* Activity *
Reproduce the listing exactly. Omit pictures.

· · · · · · ·

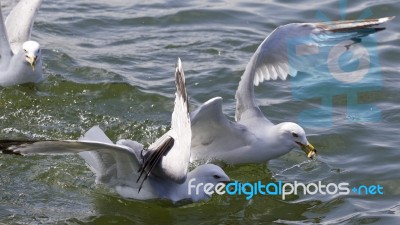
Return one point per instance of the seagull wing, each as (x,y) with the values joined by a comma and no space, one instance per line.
(113,164)
(19,22)
(271,59)
(212,131)
(170,154)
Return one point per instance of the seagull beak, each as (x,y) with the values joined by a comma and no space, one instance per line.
(31,60)
(309,149)
(227,181)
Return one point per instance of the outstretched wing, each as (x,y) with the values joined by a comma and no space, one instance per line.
(19,22)
(213,132)
(113,164)
(271,59)
(5,49)
(170,154)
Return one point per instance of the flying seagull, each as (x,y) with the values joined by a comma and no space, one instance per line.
(161,171)
(253,138)
(20,57)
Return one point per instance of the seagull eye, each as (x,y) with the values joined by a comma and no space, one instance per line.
(216,177)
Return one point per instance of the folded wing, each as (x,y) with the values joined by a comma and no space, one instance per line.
(19,22)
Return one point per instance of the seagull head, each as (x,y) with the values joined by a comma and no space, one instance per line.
(204,175)
(32,52)
(296,136)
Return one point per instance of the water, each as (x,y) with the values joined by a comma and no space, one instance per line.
(111,64)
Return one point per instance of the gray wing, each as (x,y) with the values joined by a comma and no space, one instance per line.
(271,59)
(170,154)
(212,131)
(5,49)
(113,164)
(19,22)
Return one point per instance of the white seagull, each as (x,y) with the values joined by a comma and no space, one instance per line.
(20,57)
(253,138)
(126,165)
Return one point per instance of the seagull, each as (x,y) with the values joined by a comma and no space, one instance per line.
(126,165)
(253,138)
(20,57)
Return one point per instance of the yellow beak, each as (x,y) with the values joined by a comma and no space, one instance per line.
(310,151)
(32,61)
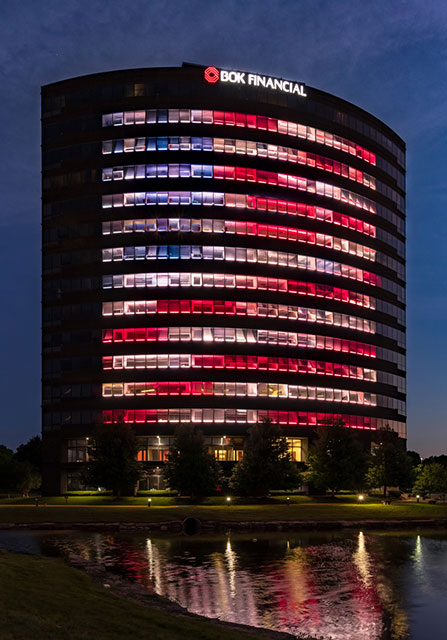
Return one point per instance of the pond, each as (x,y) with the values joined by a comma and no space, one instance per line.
(341,586)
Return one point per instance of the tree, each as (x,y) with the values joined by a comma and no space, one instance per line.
(191,469)
(6,469)
(337,459)
(31,452)
(266,463)
(390,466)
(415,458)
(25,477)
(442,460)
(431,479)
(16,475)
(113,459)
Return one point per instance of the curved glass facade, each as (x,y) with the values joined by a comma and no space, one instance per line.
(204,249)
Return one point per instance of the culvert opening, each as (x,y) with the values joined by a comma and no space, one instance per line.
(190,526)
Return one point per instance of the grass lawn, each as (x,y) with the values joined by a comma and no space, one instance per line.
(105,509)
(43,599)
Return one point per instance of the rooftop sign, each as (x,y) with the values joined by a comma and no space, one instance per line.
(213,75)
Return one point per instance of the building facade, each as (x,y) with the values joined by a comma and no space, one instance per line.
(218,247)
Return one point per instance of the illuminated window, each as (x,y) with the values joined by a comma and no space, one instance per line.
(242,254)
(240,120)
(241,147)
(231,281)
(243,174)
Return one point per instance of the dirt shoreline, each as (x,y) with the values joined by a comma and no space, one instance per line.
(137,592)
(179,526)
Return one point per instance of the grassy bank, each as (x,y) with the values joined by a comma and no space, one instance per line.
(92,509)
(44,599)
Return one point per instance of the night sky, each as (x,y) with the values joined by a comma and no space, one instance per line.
(389,57)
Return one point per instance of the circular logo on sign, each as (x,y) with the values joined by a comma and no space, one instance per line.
(211,74)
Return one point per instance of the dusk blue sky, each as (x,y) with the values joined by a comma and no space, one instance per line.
(389,57)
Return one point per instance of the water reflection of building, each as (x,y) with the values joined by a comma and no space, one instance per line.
(339,588)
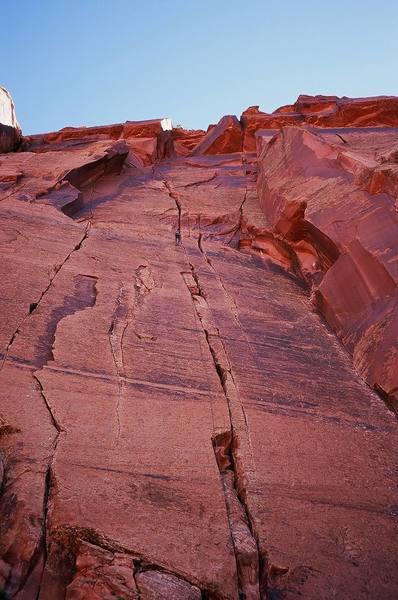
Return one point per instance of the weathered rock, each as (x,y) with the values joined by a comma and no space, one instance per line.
(223,138)
(10,131)
(317,198)
(177,421)
(322,111)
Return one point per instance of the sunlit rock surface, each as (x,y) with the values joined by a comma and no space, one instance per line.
(182,421)
(10,133)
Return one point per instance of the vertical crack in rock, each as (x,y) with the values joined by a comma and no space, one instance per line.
(229,299)
(83,296)
(34,305)
(125,313)
(174,197)
(227,450)
(116,333)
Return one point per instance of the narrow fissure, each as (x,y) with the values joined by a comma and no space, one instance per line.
(34,305)
(177,202)
(225,446)
(44,539)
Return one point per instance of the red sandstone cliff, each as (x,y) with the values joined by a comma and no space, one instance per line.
(179,422)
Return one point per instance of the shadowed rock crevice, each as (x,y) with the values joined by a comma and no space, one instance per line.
(34,305)
(83,296)
(226,450)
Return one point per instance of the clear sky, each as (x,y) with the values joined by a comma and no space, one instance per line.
(91,62)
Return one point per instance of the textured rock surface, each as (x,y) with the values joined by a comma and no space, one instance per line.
(10,133)
(322,111)
(179,422)
(322,195)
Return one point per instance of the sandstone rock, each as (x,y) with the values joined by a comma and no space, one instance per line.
(342,233)
(177,421)
(156,584)
(10,131)
(322,111)
(224,138)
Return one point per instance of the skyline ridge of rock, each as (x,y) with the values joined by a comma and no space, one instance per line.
(212,419)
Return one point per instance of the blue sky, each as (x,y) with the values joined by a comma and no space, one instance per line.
(92,62)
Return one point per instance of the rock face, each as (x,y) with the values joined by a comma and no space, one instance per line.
(332,198)
(178,421)
(10,132)
(322,111)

· · · · · · ·

* Solution to this exercise *
Return one point per instance of the seagull wing, each as (x,y) with the values joined by a comma and no space, one instance per line.
(113,164)
(19,22)
(271,59)
(212,131)
(170,154)
Return one point per instance of the seagull beak, each as (x,y) with the values joined by a comma and no space, one instance per line.
(31,60)
(309,149)
(227,181)
Return one point per instance of the outstretched wing, each as (x,y) with the values joined by a comma and no space, one instance per line.
(19,22)
(213,132)
(113,164)
(271,59)
(5,49)
(170,154)
Return one point per instance of the flying seagull, each as (x,y) with the values joined by a comma and no space, one instance per line.
(161,171)
(253,138)
(20,57)
Return one point per instance of the seagull eye, each as (x,y) with the values joined by a comma and no space, one instance per line.
(216,177)
Return one point per instance of the folded wing, each as (x,y) with the values joined by a comma and no space, one instance per line.
(19,22)
Return one point per instance of the seagull head, each as (x,y) with the values joined by a comma and no space, one instance per line.
(204,175)
(32,52)
(296,136)
Return one point per instance of the water, each as (x,y) with the values joined by a comma and no space, one instance per line.
(111,64)
Return one point per instance of the gray wing, each as (x,y) with the values joined by a comma and no space, one instance per line.
(271,59)
(170,154)
(212,131)
(5,49)
(113,164)
(19,22)
Return one point per instance of the white seagull, each as (x,y) with the values joined by a comma and no space, one instance per line.
(20,57)
(253,138)
(126,165)
Return one point per instance of the seagull, each as (x,y) with the values joined by a comma and no space, one instance per line.
(126,165)
(253,138)
(20,57)
Return one point per instance of the yellow beak, each as (x,y) with the values joined by a comma and no space, one instance per line.
(310,151)
(32,61)
Return one point per instance of the pond, each as (x,y) with the values joined by a comma and no space, one instance per line.
(341,586)
Return one point per instance of the tree, each as (x,y) with the values joined by a comma and no space, one instance per line.
(191,469)
(6,469)
(337,459)
(31,452)
(266,463)
(390,466)
(415,458)
(25,477)
(442,460)
(431,479)
(16,475)
(113,459)
Return one point per instance of the curved glass facade, each as (x,y) with the values joined by a comma and no space, one instance per line.
(204,249)
Return one point per instance of the culvert opening, each as (x,y) with the values joined by a comma and no space, one instance per line.
(190,526)
Return one point per instance of the grass lawn, each as (x,y) with the values joined by a comma and no space, one instance per line.
(105,509)
(43,599)
Return one point per instance of the rooftop sign, each as (x,y) with the values joined by a comma and no space, one instance per line.
(213,75)
Return one point per instance of the building facade, each as (x,y) with the values joined by a comma and no space, one instance per line.
(218,247)
Return one point per instance of the illuminated window, each as (x,y) with the values joined by a comma and no space, one instance per line.
(242,254)
(240,120)
(241,147)
(231,281)
(243,174)
Return one point per instance of the dirt shoreline, each as (x,y) with the values joined by a comma and no space, one instance per line.
(137,592)
(179,526)
Return one point per instance of the grassy bank, each as (x,y) with the values joined by a comma and no space, one instance per line.
(92,509)
(44,599)
Return one point per instance of the night sky, each as (x,y) with the values joined by a comma and no space, one instance per line.
(389,57)
Return one point per instance of the circular logo on sign, each as (x,y) with the values joined by a comma and no space, one instance per line.
(211,74)
Return one point per instance of the dusk blue sky, each as (x,y) with the values joined by a comma and no space, one instance per line.
(389,57)
Return one point per instance of the water reflection of building, each as (x,y) with the values joined by a comma and no space, one instance per line.
(339,588)
Return one point per instance of the weathered rock, each as (x,y) with the values joined by a comma and no space, one instance per line.
(223,138)
(10,131)
(317,198)
(177,421)
(322,111)
Return one point per instance of the sunlit rock surface, each as (x,y) with the values joined by a comma and no space, one instance per line.
(182,421)
(10,133)
Return one point per instance of the vertical crack in rock, each as (x,y) with the values joined by a comma and no space, one instance per line.
(229,299)
(83,296)
(34,305)
(125,313)
(174,197)
(227,450)
(116,333)
Return one point per instance of the narrow fissure, each as (x,y) with the values joined by a comma and no space, one instance per line.
(34,305)
(177,202)
(225,446)
(44,539)
Return one point per instance of the red sandstone cliff, each as (x,y) with the values joined by a comma and no space, one instance per line.
(179,422)
Return one point per instance of the shadowed rock crevice, each as (x,y) with the values joined by a comma and no space, one instance per line.
(34,305)
(83,296)
(226,450)
Return one point per instance of the clear sky, each as (x,y) with the values joined by a comma and no space, one instance per line.
(91,62)
Return one point per instance of the textured rock surface, each as (x,y) with the values joined by a comma and no space, one instance per line.
(10,133)
(322,111)
(179,422)
(322,195)
Return one point per instance of the sandstone rock, each as (x,y) with the values joined by a comma and no space, one instance per line.
(342,233)
(177,421)
(156,584)
(10,131)
(322,111)
(224,138)
Return one point per instance of the skyline ridge of rock, each as (x,y) with the values joined by a comma and no space, one instance per line.
(212,419)
Return one point per instance of the blue sky, each as (x,y) with the values joined by a comma and no space, one instance per line.
(92,62)
Return one point per instance of the rock face, each as (x,y) with the values joined by a comma and no space, one instance per line.
(332,198)
(178,421)
(10,132)
(322,111)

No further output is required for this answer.